Reproduce the Smalltalk conference post below verbatim, starting with "One of the funny" and going on through "fingers with me.".

*Excerpted passage*.
"""
One of the things that strikes me as kind of "mundane" is the "future" method invocation:
It would be kind of cool to change it up to something like:
object @+ 30 foo: a bar: b
Whether to use the @+ or some other binary selector is arbitrary, the notion is to make it a terse adendum to something that looks like simple Smalltalk. But it's a deferred method invocation! That's OK, what the special constructor does is invoke something like a HOM wrapper to build the message for future invocation. Maybe. I'll have to think it through some more so don't throw to many darts.
One of the interesting notions in the server is that that it does dynamic "timeout" computation. It keeps track of how long the messages have been taking. My original thought was that there was lots of these "future" values being used. Which I mistakenly folded with "worst case timeouts". But they're not. The timeout stuff is managed dynamically at run time. Way cool.
One of the funny quotes I heard Brian say in his presentation last night: "XSLT is kind of like lisp... but with horns." He also referred to XML as Diet Cobol. His slide title for VMs was "Callypygian Compilation". Go look it up. At one point in Gilad Bracha's talk, he referred to itXML as "Excremental Markup Language". Really there were even more, but they get remembered in random order.
Today, I've been just "hanging out" again. Doing some coding. I have strong encouragement that a much improved OSX VM might be seen in the wild sometime soon. I pass on no promises and maintain "plausible deniablity." So cross your fingers with me.
At one point, I attended the Agile Panel. It was OK, had its funny points. But no great revelations, sorry. It could be that I got distracted by reading specs for Apple's new hardware. I also did my best to buy the most non-OOP book here: "Assembly Programming in Linux".
P.S. So apparently the Clayberg-VA thing is old news. Sorry. :) Nevertheless, I've met others here who I shared that info with who responded with something like "oh yeah, I heard something like that might happen."
"""
*Dataset section*.
"""
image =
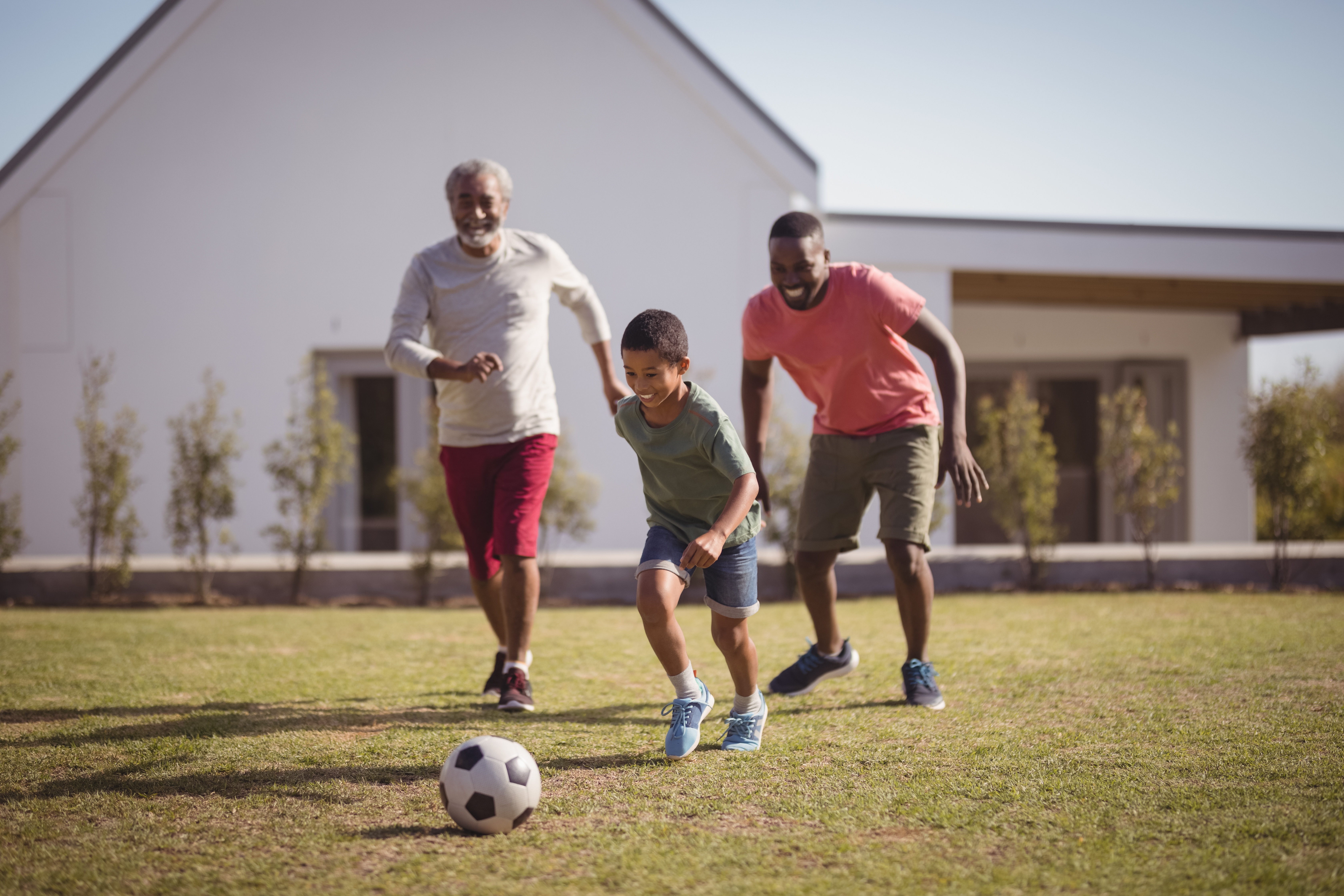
"""
*Reply*.
One of the funny quotes I heard Brian say in his presentation last night: "XSLT is kind of like lisp... but with horns." He also referred to XML as Diet Cobol. His slide title for VMs was "Callypygian Compilation". Go look it up. At one point in Gilad Bracha's talk, he referred to itXML as "Excremental Markup Language". Really there were even more, but they get remembered in random order.
Today, I've been just "hanging out" again. Doing some coding. I have strong encouragement that a much improved OSX VM might be seen in the wild sometime soon. I pass on no promises and maintain "plausible deniablity." So cross your fingers with me.